── BRANO DA LEGGERE

Sin da piccolo la materia che preferivo a scuola era Storia e col senno di poi, forse avrei dovuto continuare gli studi in materie umanistiche anziché indirizzarmi su quelle tecniche, che mi hanno portato a sviluppare la mia carriera lavorativa nel settore bancario. In realtà la Storia, intesa come una ricerca critica relativa a una ricostruzione ordinata di eventi umani, in successione cronologica, è sempre stata la mia passione e allo stesso tempo quasi un’ossessione legata a vicende del passato e mai contemporanee. A volte ho il desiderio di possedere una macchina, una sorta di DeLorean (quella di Ritorno al futuro) per viaggiare eludendo la linea spazio/tempo, assistendo agli eventi del passato che hanno segnato la vita dell’uomo sulla terra. Ancora meglio, avrei voluto essere un albero secolare e più precisamente un cedro del Libano per poter sfidare il tempo diventando autentico spettatore della Storia.
Sono piante che hanno una vita media di 1200 anni e possono arrivare fino a 2000 anni; si ha traccia del cedro del Libano già nell’epopea di Gilgamesh e nel corso della storia venne impiegato dagli Assiri, dai Persiani, Romani, Arabi, Turchi e infine libanesi.

────
── DATI REGISTRATI

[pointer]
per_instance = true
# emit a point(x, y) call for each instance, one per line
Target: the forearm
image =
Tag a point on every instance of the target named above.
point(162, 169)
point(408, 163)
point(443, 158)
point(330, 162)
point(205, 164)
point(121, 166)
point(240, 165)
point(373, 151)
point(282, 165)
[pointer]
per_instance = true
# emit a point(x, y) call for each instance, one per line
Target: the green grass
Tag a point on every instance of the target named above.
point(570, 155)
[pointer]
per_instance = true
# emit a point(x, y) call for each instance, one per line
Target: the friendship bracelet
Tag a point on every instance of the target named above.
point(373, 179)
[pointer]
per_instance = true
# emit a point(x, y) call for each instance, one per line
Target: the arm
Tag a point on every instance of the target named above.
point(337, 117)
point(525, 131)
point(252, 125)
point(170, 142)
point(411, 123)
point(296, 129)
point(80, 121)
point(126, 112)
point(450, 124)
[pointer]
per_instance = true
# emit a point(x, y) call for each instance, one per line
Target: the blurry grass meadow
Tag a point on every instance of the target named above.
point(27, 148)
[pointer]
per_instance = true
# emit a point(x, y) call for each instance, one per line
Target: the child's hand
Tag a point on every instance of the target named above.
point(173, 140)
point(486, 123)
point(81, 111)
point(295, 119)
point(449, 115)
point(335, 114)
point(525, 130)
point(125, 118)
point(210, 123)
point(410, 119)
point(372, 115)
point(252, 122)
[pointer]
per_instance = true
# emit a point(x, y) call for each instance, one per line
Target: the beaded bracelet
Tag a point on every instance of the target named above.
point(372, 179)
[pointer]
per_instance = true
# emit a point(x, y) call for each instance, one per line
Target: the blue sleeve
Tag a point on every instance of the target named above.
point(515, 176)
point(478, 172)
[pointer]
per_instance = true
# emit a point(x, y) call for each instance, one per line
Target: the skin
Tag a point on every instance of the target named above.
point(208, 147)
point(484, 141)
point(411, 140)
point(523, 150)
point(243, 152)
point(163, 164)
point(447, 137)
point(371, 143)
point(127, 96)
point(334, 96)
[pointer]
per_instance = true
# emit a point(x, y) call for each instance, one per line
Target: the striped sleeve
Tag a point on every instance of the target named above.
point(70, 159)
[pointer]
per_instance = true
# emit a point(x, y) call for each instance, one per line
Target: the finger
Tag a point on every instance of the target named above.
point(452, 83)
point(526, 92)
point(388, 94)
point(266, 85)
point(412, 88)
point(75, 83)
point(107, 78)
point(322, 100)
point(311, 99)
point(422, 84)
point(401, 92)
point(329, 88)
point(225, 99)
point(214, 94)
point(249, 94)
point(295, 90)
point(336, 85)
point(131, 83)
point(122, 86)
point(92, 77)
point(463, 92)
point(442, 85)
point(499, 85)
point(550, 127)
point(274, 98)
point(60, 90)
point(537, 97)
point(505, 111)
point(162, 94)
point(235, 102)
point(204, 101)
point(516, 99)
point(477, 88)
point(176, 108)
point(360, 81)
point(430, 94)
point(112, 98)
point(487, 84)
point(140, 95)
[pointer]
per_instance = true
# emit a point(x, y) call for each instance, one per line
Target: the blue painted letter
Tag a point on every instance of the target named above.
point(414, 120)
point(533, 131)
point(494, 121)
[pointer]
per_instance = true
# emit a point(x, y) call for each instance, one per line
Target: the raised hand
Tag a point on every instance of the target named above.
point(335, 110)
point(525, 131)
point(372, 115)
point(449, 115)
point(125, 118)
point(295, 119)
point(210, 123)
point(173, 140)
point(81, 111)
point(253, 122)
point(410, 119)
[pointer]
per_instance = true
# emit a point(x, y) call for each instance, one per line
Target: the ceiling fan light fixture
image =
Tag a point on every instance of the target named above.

────
── DATI REGISTRATI

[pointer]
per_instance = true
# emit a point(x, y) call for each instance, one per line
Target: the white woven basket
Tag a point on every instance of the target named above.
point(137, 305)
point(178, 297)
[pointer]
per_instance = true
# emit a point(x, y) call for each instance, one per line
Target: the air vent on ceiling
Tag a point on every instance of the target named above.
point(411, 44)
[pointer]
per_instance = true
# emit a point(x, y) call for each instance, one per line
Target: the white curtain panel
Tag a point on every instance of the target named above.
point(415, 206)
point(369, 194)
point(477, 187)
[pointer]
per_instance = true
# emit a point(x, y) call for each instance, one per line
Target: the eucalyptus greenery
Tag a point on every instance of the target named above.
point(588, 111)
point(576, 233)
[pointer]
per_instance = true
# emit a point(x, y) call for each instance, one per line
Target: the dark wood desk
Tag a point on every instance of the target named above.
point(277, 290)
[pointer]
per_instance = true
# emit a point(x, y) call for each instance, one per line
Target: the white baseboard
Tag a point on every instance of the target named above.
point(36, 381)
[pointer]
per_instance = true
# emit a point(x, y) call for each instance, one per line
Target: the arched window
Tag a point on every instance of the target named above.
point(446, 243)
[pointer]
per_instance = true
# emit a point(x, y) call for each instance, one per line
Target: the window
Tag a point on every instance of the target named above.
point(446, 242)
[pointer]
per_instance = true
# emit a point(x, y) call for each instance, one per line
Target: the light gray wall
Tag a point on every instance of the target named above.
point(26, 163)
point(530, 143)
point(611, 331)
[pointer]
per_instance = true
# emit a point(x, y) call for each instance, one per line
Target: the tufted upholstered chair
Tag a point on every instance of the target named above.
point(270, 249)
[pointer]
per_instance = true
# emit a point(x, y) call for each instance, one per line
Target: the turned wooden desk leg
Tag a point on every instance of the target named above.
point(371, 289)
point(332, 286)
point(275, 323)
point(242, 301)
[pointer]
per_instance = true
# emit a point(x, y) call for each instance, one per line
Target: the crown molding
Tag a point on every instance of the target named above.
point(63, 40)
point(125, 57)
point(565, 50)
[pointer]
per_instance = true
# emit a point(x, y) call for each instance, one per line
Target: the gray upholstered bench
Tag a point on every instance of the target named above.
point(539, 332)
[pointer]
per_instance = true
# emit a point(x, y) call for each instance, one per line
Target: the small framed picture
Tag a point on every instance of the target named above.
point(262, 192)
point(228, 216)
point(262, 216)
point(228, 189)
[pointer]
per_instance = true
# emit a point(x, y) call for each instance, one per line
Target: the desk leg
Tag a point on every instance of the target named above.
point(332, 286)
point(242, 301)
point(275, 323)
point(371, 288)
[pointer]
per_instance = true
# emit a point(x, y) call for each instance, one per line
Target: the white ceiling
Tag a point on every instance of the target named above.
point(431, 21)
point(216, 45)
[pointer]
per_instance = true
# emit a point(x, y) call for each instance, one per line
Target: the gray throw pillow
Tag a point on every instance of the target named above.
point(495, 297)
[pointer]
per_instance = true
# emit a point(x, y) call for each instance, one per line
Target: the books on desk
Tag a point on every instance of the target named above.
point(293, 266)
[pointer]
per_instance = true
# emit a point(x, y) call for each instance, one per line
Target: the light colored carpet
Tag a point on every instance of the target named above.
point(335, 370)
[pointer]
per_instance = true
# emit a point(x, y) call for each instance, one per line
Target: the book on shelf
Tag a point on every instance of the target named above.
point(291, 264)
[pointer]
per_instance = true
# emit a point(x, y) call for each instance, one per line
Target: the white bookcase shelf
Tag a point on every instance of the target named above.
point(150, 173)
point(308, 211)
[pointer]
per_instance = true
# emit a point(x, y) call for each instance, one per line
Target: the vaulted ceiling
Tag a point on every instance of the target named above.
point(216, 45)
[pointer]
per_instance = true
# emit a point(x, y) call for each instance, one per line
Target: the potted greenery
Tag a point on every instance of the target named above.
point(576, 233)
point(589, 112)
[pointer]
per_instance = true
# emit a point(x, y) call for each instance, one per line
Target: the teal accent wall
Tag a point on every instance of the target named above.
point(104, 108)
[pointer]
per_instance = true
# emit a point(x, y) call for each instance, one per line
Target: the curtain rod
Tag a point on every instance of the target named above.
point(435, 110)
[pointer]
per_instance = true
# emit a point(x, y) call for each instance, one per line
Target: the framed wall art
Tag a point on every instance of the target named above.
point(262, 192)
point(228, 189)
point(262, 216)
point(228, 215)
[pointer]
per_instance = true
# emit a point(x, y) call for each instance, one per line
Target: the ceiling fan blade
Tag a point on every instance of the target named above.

────

# SFIDA
Trascrivi fedelmente il tratto del brano sulla passione per la Storia che va da "Sono piante che" fino a "e infine libanesi.". Le righe non sono necessarie.

# PROBLEMA RISOLTO
Sono piante che hanno una vita media di 1200 anni e possono arrivare fino a 2000 anni; si ha traccia del cedro del Libano già nell’epopea di Gilgamesh e nel corso della storia venne impiegato dagli Assiri, dai Persiani, Romani, Arabi, Turchi e infine libanesi.